Exercise brief
Tally the lines in the records below that contain the string "yellow". Reply with that count alone.

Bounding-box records

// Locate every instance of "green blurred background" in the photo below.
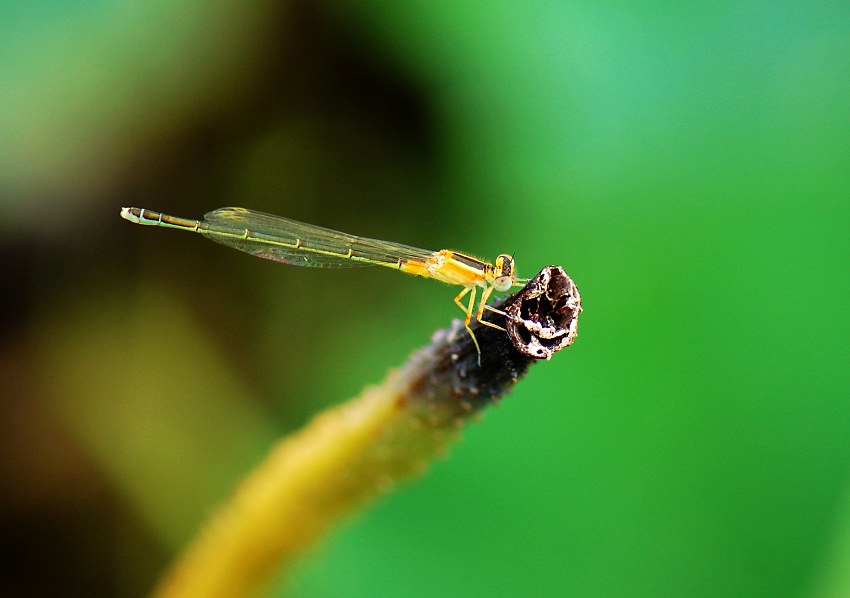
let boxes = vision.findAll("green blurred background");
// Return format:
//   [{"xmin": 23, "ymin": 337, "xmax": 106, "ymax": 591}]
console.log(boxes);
[{"xmin": 0, "ymin": 0, "xmax": 850, "ymax": 598}]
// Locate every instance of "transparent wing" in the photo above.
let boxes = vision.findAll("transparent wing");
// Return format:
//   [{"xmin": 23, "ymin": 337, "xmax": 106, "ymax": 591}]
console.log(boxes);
[{"xmin": 198, "ymin": 208, "xmax": 434, "ymax": 268}]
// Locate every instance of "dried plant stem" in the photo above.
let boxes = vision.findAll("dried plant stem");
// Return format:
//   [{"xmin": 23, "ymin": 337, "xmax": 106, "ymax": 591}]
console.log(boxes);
[{"xmin": 155, "ymin": 267, "xmax": 581, "ymax": 597}]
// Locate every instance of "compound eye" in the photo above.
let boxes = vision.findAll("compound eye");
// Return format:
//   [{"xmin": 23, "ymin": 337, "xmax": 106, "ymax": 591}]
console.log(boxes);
[
  {"xmin": 493, "ymin": 253, "xmax": 514, "ymax": 291},
  {"xmin": 493, "ymin": 276, "xmax": 514, "ymax": 292}
]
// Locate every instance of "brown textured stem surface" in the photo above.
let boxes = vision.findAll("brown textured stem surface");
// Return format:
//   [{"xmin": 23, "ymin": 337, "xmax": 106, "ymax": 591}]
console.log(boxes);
[{"xmin": 156, "ymin": 266, "xmax": 581, "ymax": 597}]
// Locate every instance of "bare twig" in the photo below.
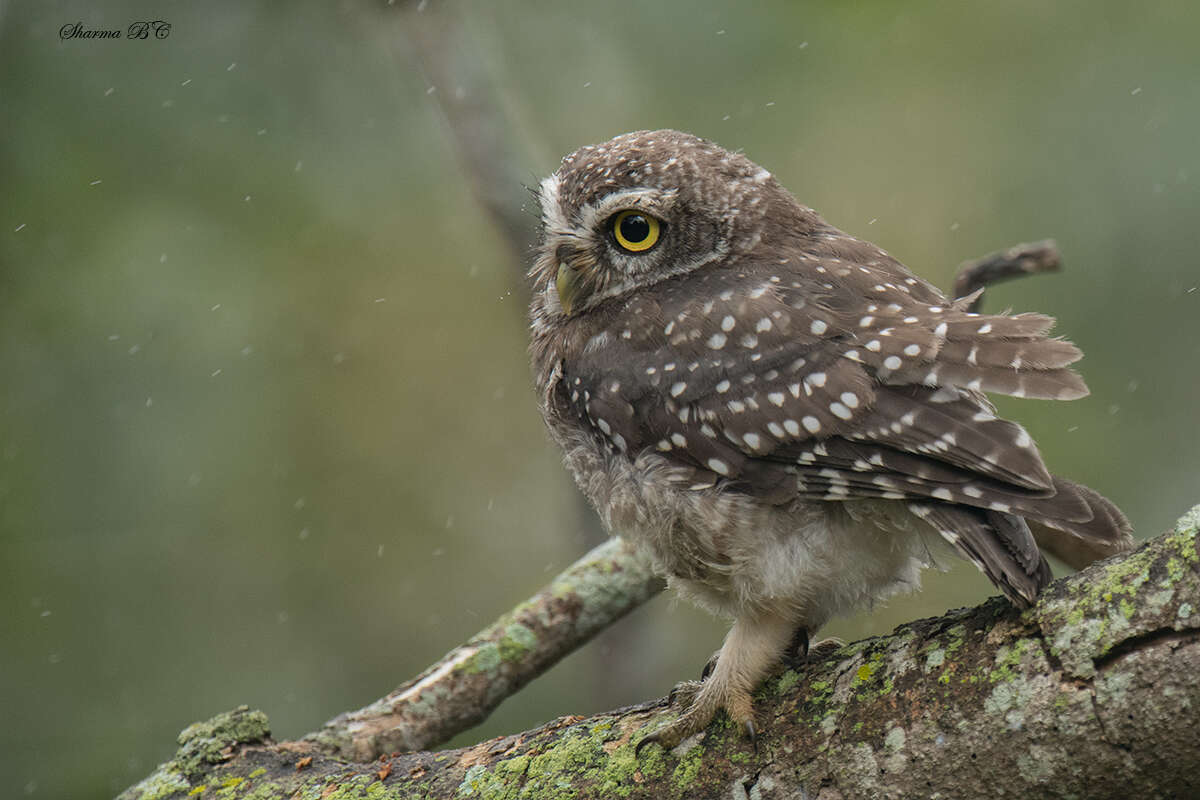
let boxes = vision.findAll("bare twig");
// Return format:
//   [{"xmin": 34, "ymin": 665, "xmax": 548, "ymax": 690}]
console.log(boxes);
[
  {"xmin": 306, "ymin": 539, "xmax": 664, "ymax": 760},
  {"xmin": 954, "ymin": 239, "xmax": 1062, "ymax": 311}
]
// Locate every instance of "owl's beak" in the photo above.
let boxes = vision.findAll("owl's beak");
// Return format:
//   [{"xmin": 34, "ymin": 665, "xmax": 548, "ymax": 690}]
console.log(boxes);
[{"xmin": 554, "ymin": 264, "xmax": 583, "ymax": 317}]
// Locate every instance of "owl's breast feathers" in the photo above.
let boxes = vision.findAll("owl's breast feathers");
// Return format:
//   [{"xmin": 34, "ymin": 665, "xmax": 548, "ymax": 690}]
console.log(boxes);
[{"xmin": 535, "ymin": 235, "xmax": 1128, "ymax": 594}]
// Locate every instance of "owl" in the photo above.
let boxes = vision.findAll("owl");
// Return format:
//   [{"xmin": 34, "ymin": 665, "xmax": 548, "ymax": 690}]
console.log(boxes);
[{"xmin": 529, "ymin": 131, "xmax": 1132, "ymax": 747}]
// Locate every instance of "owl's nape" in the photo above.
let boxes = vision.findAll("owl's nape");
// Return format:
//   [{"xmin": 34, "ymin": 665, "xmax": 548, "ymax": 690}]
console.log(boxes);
[{"xmin": 530, "ymin": 131, "xmax": 1130, "ymax": 745}]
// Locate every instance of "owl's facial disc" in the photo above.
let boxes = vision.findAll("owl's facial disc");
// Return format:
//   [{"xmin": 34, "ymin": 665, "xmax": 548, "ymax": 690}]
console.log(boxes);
[{"xmin": 554, "ymin": 263, "xmax": 583, "ymax": 317}]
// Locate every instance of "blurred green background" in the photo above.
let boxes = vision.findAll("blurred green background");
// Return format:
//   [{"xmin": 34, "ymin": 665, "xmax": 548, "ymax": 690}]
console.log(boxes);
[{"xmin": 0, "ymin": 0, "xmax": 1200, "ymax": 798}]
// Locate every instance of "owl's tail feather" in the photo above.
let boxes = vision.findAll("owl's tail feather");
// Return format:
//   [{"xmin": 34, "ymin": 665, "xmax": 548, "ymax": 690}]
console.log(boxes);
[
  {"xmin": 908, "ymin": 503, "xmax": 1054, "ymax": 608},
  {"xmin": 1021, "ymin": 476, "xmax": 1133, "ymax": 570}
]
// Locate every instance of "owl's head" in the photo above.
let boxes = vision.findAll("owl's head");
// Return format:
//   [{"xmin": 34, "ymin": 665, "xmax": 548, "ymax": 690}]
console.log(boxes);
[{"xmin": 530, "ymin": 131, "xmax": 800, "ymax": 318}]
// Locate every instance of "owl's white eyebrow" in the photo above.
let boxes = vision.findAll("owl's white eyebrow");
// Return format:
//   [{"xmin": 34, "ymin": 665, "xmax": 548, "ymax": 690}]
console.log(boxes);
[{"xmin": 538, "ymin": 173, "xmax": 570, "ymax": 233}]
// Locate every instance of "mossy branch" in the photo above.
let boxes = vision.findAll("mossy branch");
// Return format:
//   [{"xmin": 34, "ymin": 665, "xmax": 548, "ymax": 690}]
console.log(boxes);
[
  {"xmin": 306, "ymin": 539, "xmax": 664, "ymax": 762},
  {"xmin": 121, "ymin": 506, "xmax": 1200, "ymax": 800}
]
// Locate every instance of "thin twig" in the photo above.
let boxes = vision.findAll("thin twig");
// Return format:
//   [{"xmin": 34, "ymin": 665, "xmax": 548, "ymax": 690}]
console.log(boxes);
[
  {"xmin": 954, "ymin": 239, "xmax": 1062, "ymax": 311},
  {"xmin": 306, "ymin": 539, "xmax": 664, "ymax": 762}
]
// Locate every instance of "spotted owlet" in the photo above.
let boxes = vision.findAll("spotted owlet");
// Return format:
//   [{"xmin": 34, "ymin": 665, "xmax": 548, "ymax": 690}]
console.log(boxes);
[{"xmin": 530, "ymin": 131, "xmax": 1130, "ymax": 746}]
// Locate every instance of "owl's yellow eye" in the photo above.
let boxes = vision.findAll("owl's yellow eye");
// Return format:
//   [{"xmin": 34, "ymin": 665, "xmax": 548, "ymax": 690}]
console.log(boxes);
[{"xmin": 612, "ymin": 211, "xmax": 661, "ymax": 253}]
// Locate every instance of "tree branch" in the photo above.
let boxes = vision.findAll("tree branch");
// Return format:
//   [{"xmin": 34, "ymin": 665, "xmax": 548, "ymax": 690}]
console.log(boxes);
[
  {"xmin": 953, "ymin": 239, "xmax": 1062, "ymax": 311},
  {"xmin": 121, "ymin": 506, "xmax": 1200, "ymax": 800},
  {"xmin": 305, "ymin": 539, "xmax": 665, "ymax": 762}
]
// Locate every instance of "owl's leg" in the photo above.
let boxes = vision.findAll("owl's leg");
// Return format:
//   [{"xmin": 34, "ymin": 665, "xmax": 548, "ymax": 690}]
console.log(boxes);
[
  {"xmin": 787, "ymin": 625, "xmax": 846, "ymax": 663},
  {"xmin": 637, "ymin": 615, "xmax": 796, "ymax": 751}
]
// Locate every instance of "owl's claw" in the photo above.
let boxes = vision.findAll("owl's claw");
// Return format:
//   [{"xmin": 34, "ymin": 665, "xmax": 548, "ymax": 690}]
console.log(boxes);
[
  {"xmin": 634, "ymin": 681, "xmax": 757, "ymax": 756},
  {"xmin": 787, "ymin": 627, "xmax": 846, "ymax": 664}
]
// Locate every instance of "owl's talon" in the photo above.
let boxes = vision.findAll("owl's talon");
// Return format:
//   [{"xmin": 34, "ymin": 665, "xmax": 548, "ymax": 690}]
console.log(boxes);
[{"xmin": 634, "ymin": 681, "xmax": 757, "ymax": 756}]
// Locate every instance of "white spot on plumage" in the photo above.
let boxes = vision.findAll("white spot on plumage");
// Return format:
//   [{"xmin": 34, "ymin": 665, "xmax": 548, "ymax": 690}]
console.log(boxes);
[{"xmin": 707, "ymin": 458, "xmax": 730, "ymax": 477}]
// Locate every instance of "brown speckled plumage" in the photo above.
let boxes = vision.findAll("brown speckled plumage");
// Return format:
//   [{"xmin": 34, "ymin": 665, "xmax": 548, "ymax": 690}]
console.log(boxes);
[{"xmin": 530, "ymin": 131, "xmax": 1129, "ymax": 744}]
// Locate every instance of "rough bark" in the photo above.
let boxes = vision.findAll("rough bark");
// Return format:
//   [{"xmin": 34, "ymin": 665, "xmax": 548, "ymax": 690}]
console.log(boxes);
[{"xmin": 121, "ymin": 506, "xmax": 1200, "ymax": 800}]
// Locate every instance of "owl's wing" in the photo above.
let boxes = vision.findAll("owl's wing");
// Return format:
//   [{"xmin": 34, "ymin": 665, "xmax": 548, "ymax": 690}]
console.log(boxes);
[{"xmin": 560, "ymin": 254, "xmax": 1120, "ymax": 596}]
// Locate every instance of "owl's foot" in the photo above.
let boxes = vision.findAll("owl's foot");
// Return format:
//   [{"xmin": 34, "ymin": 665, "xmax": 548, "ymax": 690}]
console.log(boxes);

Response to the exercise
2